As always, if you do give this one a go (even if it is next year), do let us know how it went.

 

 

2 thoughts on “Advent Calendar – Day 21

  1. I’m not sure this would have been a wartime cake, it looks far to rich in butter, sugar and dried fruit! And 6 or 7 eggs? What do others think?

    • Dear Meg, you are quite right. This is, I think, is the pre-war version of the Christmas cake recipe Florrie would have used. Very poor attention to detail on my part, uploading the wrong recipe! Auntie Grace’s wartime recipe in fact only include 1 egg – and she specifically points out fresh (as opposed to powdered). Here is the correct recipe:
      1 cup cold water, 4oz currants, 4oz raisins, 1/2lb sugar, 4 oz marg., 1lb S. Raising Flour, 1/2 teasp. bi-carb of soda, 1 fresh egg, pinch of nutmeg.
      Boil water, currants, raisins &sugar tog[ether] for 10 minutes and leave to cool.
      Rub marg. into flour & carb soda until resembling bread crumbs. Then add beaten egg & nutmeg, the cooled currants and raisin mixture. Mix all well together & put into a tine well lined with greased greaseproofed paper. Leave in a cool place overnight so that all the fruits are well absorbed into the mixture to give it a rich flavour next morning bake in a slow oven for about 2 hours.

○ ○ ○ ○ ○

== Task ==
Reproduce the part of the wartime cake text between "1. I’m not sure" and "pinch of nutmeg.", inclusive.

○ ○ ○ ○ ○

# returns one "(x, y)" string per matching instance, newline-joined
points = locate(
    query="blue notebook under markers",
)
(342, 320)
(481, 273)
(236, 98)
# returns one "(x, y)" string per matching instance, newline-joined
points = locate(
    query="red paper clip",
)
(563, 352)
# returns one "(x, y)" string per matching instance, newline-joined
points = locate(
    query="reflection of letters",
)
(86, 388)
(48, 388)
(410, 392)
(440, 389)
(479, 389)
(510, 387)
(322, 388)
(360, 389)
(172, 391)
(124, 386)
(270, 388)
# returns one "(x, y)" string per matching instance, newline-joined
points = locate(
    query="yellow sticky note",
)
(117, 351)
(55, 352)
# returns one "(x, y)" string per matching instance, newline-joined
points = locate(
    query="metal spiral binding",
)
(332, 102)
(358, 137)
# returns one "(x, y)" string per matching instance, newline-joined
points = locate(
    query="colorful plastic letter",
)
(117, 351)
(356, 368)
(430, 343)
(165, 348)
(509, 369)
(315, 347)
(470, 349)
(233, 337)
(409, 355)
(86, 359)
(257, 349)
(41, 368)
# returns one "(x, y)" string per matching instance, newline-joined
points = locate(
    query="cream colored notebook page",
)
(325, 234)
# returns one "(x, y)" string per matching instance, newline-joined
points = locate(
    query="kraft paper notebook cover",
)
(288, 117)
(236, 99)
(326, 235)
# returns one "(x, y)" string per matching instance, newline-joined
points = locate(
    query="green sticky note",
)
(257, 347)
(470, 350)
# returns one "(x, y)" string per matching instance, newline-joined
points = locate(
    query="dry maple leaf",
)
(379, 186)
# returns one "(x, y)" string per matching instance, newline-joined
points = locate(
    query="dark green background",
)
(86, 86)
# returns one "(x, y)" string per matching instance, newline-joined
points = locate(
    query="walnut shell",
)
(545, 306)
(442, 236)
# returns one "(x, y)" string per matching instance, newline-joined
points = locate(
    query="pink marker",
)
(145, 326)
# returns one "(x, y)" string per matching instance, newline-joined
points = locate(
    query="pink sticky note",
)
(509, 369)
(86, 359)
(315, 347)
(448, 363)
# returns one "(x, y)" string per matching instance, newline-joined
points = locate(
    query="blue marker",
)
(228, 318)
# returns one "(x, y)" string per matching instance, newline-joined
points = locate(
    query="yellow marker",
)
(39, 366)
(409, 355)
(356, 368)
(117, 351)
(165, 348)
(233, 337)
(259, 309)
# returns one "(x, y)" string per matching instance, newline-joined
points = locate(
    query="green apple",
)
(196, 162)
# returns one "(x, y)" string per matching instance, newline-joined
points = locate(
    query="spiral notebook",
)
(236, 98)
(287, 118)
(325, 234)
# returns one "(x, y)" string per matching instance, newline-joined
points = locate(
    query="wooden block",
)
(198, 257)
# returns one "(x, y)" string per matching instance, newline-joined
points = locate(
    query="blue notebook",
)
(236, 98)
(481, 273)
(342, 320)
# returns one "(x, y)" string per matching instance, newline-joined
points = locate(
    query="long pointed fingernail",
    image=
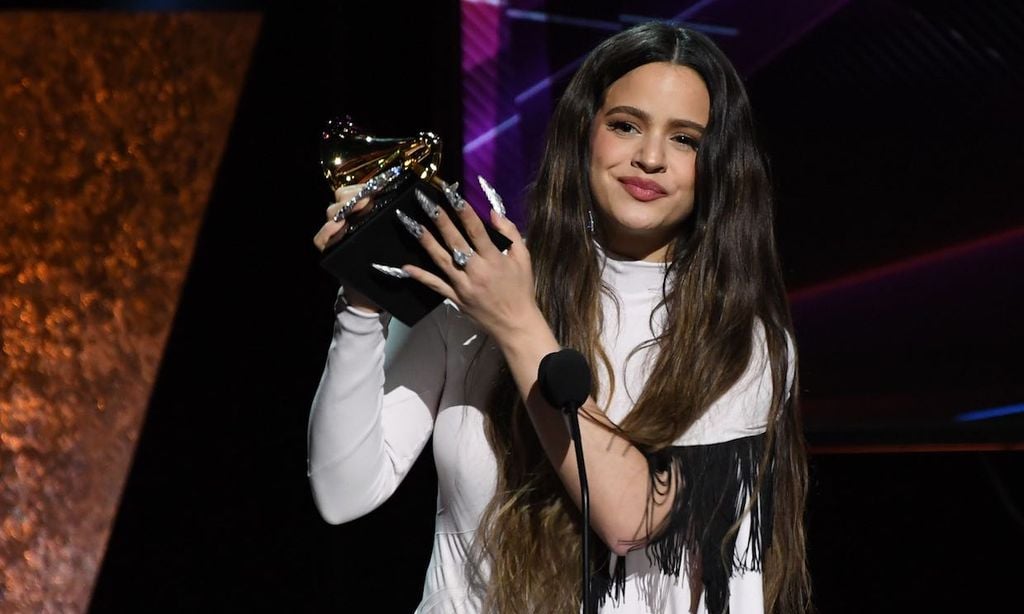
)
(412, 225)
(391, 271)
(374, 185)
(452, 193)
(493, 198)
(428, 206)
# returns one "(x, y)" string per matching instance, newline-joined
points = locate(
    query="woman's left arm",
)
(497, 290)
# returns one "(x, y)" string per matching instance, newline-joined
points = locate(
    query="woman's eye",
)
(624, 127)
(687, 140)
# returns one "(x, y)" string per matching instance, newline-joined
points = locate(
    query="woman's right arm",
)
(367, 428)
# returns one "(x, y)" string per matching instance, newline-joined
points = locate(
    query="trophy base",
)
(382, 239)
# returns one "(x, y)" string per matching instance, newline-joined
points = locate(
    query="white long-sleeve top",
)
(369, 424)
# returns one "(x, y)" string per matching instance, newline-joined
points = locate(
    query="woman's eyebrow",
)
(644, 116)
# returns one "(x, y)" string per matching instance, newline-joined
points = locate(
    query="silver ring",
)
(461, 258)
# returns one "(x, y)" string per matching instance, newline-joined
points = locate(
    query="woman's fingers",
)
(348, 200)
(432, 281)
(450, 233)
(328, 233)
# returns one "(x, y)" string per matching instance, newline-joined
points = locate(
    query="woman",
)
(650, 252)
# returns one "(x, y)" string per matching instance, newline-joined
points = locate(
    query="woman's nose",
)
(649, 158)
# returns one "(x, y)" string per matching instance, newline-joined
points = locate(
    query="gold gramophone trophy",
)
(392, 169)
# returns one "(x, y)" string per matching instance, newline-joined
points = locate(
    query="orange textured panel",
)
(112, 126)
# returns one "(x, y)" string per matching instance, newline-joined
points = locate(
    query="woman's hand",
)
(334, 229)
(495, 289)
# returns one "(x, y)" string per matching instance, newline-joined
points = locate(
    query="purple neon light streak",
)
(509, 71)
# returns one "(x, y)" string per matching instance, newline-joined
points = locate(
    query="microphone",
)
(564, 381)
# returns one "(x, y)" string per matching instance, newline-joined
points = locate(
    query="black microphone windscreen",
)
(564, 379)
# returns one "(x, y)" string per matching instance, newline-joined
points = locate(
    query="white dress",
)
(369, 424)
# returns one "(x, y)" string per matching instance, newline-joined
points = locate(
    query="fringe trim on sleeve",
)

○ ○ ○ ○ ○

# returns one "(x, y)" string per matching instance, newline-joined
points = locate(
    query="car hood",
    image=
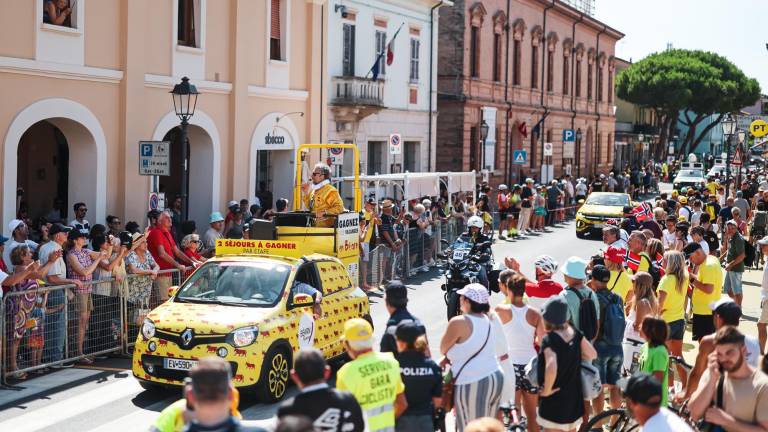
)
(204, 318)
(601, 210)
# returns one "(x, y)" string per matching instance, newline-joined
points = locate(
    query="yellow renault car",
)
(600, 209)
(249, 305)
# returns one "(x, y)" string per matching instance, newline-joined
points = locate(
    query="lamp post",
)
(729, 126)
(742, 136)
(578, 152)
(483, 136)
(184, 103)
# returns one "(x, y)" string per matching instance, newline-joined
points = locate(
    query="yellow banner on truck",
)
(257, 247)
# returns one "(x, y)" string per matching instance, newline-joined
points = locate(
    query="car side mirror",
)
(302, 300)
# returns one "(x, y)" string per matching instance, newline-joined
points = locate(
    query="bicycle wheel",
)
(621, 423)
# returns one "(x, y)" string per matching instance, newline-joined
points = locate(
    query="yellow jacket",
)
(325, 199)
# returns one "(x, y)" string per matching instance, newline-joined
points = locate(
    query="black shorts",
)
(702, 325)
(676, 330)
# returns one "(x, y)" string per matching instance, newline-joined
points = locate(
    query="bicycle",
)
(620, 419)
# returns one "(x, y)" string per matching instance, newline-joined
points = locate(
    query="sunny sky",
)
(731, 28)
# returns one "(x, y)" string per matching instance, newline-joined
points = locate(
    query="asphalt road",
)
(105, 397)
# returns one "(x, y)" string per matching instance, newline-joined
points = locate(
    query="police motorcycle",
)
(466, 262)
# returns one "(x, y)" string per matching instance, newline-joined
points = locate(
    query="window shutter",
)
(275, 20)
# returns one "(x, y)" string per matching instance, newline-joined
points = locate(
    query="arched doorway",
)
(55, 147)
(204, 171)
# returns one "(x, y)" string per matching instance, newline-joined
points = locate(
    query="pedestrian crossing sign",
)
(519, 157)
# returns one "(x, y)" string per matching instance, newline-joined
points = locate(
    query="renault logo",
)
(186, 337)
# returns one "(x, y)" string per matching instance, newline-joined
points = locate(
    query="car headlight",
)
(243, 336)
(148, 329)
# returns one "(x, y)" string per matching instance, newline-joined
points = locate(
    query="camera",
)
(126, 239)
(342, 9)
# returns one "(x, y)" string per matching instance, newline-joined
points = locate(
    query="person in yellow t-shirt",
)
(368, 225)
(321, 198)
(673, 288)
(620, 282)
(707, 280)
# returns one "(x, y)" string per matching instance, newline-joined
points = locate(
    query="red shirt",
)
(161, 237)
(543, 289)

○ ○ ○ ○ ○

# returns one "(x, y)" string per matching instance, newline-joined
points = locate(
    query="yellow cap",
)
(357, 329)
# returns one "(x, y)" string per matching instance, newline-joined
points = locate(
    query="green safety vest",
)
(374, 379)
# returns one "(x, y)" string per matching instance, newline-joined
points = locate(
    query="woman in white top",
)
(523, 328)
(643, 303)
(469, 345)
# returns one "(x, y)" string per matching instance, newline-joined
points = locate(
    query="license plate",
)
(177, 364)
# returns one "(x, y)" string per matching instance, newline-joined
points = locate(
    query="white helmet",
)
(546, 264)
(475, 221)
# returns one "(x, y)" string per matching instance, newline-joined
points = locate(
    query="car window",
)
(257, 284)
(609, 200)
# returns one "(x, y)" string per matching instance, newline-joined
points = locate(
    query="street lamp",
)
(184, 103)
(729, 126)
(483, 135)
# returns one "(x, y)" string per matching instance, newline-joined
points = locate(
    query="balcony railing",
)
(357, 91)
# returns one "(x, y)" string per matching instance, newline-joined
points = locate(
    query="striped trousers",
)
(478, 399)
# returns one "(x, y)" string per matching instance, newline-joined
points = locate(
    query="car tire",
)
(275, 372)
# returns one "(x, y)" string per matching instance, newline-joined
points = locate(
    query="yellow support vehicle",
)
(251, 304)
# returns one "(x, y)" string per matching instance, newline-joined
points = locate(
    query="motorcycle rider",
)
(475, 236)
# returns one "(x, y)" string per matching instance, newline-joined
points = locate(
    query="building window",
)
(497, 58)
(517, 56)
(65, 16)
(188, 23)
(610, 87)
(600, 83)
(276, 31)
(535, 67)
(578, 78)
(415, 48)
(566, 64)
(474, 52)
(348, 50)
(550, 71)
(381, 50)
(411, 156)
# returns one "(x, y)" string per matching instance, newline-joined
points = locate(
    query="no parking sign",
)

○ ○ ○ ○ ○

== The solution ==
1. I’m not sure this would have been a wartime cake, it looks far to rich in butter, sugar and dried fruit! And 6 or 7 eggs? What do others think?

    • Dear Meg, you are quite right. This is, I think, is the pre-war version of the Christmas cake recipe Florrie would have used. Very poor attention to detail on my part, uploading the wrong recipe! Auntie Grace’s wartime recipe in fact only include 1 egg – and she specifically points out fresh (as opposed to powdered). Here is the correct recipe:
      1 cup cold water, 4oz currants, 4oz raisins, 1/2lb sugar, 4 oz marg., 1lb S. Raising Flour, 1/2 teasp. bi-carb of soda, 1 fresh egg, pinch of nutmeg.